What is needed is a verbatim copy of each record below.
Start of Information given
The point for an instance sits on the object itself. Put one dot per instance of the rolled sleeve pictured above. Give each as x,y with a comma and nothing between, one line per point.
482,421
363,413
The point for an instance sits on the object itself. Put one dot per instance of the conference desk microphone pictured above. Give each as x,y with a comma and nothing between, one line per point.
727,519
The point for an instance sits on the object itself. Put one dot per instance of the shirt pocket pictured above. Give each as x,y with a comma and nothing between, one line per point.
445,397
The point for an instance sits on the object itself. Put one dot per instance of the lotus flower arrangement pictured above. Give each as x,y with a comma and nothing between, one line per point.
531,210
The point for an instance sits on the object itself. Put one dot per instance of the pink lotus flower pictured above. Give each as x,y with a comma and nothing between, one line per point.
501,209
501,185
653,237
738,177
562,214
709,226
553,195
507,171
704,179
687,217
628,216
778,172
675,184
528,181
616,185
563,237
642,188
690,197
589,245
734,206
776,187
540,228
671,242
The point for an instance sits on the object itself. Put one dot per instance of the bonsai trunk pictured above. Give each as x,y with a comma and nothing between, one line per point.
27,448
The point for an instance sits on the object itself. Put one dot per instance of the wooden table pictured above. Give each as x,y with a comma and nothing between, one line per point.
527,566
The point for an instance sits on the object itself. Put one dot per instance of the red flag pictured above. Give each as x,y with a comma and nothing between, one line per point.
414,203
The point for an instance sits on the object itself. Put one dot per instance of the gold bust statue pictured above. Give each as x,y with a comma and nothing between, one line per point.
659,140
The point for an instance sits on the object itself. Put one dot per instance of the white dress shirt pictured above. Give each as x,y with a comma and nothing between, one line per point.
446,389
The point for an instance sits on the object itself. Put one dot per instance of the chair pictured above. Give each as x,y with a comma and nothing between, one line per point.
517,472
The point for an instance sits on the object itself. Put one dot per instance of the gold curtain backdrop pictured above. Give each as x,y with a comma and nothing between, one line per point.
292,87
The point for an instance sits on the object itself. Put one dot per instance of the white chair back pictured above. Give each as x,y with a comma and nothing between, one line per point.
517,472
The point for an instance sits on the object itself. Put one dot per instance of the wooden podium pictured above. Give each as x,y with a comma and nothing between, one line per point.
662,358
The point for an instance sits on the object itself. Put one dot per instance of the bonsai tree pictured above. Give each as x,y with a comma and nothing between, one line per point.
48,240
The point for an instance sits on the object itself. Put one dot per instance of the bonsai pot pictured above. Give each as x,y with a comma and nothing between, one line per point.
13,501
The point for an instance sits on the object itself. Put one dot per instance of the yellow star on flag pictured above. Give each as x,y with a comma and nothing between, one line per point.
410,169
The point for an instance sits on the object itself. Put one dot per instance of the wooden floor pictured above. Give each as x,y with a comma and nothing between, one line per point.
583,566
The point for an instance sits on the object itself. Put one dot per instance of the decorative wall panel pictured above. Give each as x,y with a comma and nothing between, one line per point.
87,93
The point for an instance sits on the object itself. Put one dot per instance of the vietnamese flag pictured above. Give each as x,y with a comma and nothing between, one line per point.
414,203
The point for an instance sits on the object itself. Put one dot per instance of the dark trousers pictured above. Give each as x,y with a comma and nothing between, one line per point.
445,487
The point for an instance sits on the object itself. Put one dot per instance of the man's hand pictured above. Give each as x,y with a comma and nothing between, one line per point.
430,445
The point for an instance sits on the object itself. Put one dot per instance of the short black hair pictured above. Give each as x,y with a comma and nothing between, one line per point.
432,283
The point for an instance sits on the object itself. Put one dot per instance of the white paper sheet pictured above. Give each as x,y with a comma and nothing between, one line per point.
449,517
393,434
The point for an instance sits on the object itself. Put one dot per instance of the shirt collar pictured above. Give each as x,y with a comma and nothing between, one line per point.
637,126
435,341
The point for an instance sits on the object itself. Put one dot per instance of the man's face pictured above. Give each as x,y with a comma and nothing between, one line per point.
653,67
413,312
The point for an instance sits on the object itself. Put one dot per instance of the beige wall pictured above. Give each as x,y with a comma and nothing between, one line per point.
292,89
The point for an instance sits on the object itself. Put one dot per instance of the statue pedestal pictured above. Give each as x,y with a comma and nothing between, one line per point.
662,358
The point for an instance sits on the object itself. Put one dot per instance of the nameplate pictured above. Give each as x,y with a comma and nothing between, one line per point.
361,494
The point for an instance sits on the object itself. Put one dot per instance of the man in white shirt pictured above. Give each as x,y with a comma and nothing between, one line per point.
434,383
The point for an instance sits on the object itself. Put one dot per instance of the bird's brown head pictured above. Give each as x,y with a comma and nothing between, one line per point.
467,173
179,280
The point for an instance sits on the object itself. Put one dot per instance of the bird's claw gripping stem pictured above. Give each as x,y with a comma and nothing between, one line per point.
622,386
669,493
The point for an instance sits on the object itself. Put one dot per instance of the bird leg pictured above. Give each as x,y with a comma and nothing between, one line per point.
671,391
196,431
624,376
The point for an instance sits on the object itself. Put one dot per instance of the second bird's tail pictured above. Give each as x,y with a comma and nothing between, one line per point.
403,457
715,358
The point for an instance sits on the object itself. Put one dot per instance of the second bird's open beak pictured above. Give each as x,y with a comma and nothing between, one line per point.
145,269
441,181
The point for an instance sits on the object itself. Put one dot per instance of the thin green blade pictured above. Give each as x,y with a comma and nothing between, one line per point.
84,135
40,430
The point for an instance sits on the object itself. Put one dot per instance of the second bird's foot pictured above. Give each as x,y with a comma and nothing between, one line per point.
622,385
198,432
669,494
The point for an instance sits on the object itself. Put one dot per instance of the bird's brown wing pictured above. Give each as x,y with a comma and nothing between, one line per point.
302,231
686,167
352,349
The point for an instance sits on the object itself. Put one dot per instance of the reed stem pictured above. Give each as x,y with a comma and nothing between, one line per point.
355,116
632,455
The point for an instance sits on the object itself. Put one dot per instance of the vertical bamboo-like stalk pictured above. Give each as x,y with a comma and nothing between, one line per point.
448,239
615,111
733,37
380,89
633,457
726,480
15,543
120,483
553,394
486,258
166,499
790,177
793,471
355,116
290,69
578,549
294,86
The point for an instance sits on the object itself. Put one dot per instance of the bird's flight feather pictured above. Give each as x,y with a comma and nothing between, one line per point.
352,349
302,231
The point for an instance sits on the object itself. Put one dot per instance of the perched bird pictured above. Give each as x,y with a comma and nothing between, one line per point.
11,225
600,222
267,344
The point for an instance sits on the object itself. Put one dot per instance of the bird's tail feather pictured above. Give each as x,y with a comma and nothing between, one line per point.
End of Information given
Your response
The point for an instance sits on the object itself. Put one dot per instance of the rolled sleeve pictured above. Give each as x,y with a comma and nothing between, one line per point.
482,421
363,413
The point for an instance sits on the object itself. Put one dot per instance of the conference desk microphone pictured above. Give each as x,y with a comma and nothing between, one line per point.
727,519
The point for an instance sits on the object itself. Put one dot per instance of the shirt pocket pictured above. Give each as x,y with a comma and nothing between, one line per point.
445,397
The point for an instance sits on the object itself. Put one dot per instance of the lotus flower arrangement pictured above. Give each as x,y with a comma and nothing between, one line per point.
531,210
The point for an instance sits on the object itself. Put one dot per instance of the pink lotus flower pictured above. Give each as x,y with a comma and nothing between, one line per point.
501,209
501,185
653,237
738,177
562,214
709,226
553,195
507,171
704,179
687,217
628,216
778,172
675,184
528,181
616,185
563,237
642,188
690,197
589,245
734,206
776,187
540,228
671,242
The point for an instance sits on the object itself. Put one dot per instance of the bonsai trunk pictured above. Give each as x,y with a comma and nothing between, one line per point.
27,448
The point for an instance sits on the object itself. Put one dot per instance of the wooden table pictured above. Give each as x,y with a comma and nothing between, one line per point.
527,566
The point for an instance sits on the object itself. Put one dot per instance of the red flag pictured above. Give each as x,y with a comma and nothing between, one line per point.
414,203
The point for an instance sits on the object itself. Put one dot per instance of the gold bust statue pictured above. Give each as x,y with a comma and nothing between, one line per point.
659,140
The point for an instance sits on the object itself. Put one dot per instance of the white dress shirt pictured above. Give each as x,y with a comma and nothing between, one line per point.
446,389
The point for an instance sits on the object itself. Put one dot per instance of the chair pictured above. Give each as x,y with a comma and nothing between, one line per point.
517,472
The point for an instance sits on the object itself. Put one dot per instance of the gold curtain backdrop pictured above. Give each as x,y with a comma and nothing between, one line per point.
292,87
The point for an instance sits on the object itself. Put one dot per instance of the white chair back pictured above. Give each as x,y with a comma and nothing between, one line per point.
517,472
The point for an instance sits on the object itself. Put one dot per instance of the wooden podium pictured above. Give each as x,y with a comma and nothing between, one line per point.
662,358
The point for an instance sits on the object itself. Put one dot per instance of the bonsai tree pictured above. Give each as x,y with a comma and nothing between, one line per point.
48,240
The point for an instance sits on the object itself. Put one dot per instance of the bonsai pot pictured above. Give each as x,y with a comma and nothing between, one line per point.
13,501
The point for an instance sits on the object itself. Put one dot per instance of the yellow star on flag pictured above. Give each as x,y with a comma and nothing between, one line per point.
410,169
The point for an instance sits on the object itself. Put one dot per instance of the wooden floor pictured above. Give each as x,y with a comma and nothing between, one line per point.
583,566
The point for an instance sits on the object itself. Put one dot per instance of the decorative wall panel pictured above. Give each as x,y with a comma and nothing between, one line per point.
87,93
The point for an instance sits on the object itself. Put one dot per instance of the vietnamese flag pictured above. Give each as x,y with a comma and nothing between, one line per point.
414,203
The point for an instance sits on the object itself. Put one dot per instance of the dark trousers pictured above. Give each as x,y with a comma and nothing between, one line per point.
445,487
The point for an instance sits on the object itself. Put one dot per instance of the man's hand pictured above. Give each as x,y with a comma and nothing between, one line per point.
430,445
The point for an instance sits on the object itself. Put one dot per instance of the short black hair pictured above. Give each as x,y with a comma and nothing between, one line per point.
432,283
The point for an instance sits on the object itself. Put one dot per instance of the white paper sheet pictured above. Give each as x,y with a comma and nothing between, one line per point.
449,517
393,434
The point for an instance sits on the object itself. Put one dot per instance of the shirt collar pictured above. Give each as x,y with a comma and nothing between, one line per point.
637,126
435,341
The point for an instance sits on the object itself. Put one dot per instance of the man's face pictured above. Give each as x,y with a comma and nothing between, one line per point.
653,67
413,312
The point for an instance sits on the object itself. Put one dot per instance of the beige wall pictured above. Give each as x,y with a comma and nothing between, one line per point.
292,89
The point for an instance sits on the object itself. Put one dot per instance of the statue pedestal pictured above. Give each as x,y with a comma and nothing between, one line per point.
662,358
The point for an instance sits on the object itself. Put one dot per instance of the nameplate pictured above. Give each as x,y with a comma and nothing between, one line per point.
361,494
The point for an instance sits on the object itself. Put one dot per instance of the man in white shirt pictured above. Give each as x,y with a comma and nothing between, one line per point.
434,383
The point for an instance sits on the object itself. Put one dot per instance of the bird's brown head pictured above. Give each as x,y with a comma and nothing between, one line per point.
467,173
179,280
The point for an instance sits on the object itself. Put one dot per instance of the bird's claw gripping stem pictured above. Give each as x,y with a comma and nothing between, one line per point.
622,386
669,493
The point for an instance sits on the object itself. Put one dot per instance of the bird leg pictured above. Give each as x,y with a comma and nothing between, one line per point.
671,391
196,431
624,376
The point for an instance sits on the object itself. Put one dot per instance of the second bird's tail pictured above. Give each as x,y with a comma and nothing between, one line per point.
403,457
715,358
The point for an instance sits on the object itself. Put one dot per instance of the second bird's open beak pictured above. Give each as x,y with a comma and nothing between, one line per point.
145,269
441,181
The point for an instance sits on the object itself. Put one dot per instance of the thin green blade pictured above. Give each as x,y with a comma and nothing between, one line per point.
84,135
40,430
The point for an instance sits on the object itself. Put one dot per instance of the second bird's foot pictured above. Give each as x,y with a comma and nothing between, one line per point.
622,385
198,432
669,494
The point for an instance sits on the object itself. Put one dot per instance of the bird's brown wing pictured above. Give each as x,y with a comma and nothing between, one line per point.
302,231
686,167
352,349
The point for an instance sits on the object itself. Put one dot per instance of the reed stem pictured above. Give each as x,y with a comma and nothing between, one line per point.
355,116
632,455
The point for an instance sits on the object itself. Put one dot per instance of the vertical bamboo-like stalk pictured above. Give each as x,y with a comma and nothing between, one line per point.
448,239
615,111
733,37
380,89
633,457
726,480
15,543
120,483
553,394
486,258
166,499
790,177
793,471
355,116
290,69
578,549
294,86
The point for an instance sits on the object itself. Put one dot per instance of the bird's flight feather pictured above. Give each as x,y with a comma and nothing between, one line per point.
352,349
302,231
The point for an instance sits on the object itself. Put one dot per instance of the perched bird pictured above. Give each as x,y with a comma and nothing between, one line per point.
11,225
600,222
267,344
The point for an instance sits on the object itself. Put one dot per instance of the bird's tail feather pictured above. Give each as x,y with a comma and nothing between, one line per point.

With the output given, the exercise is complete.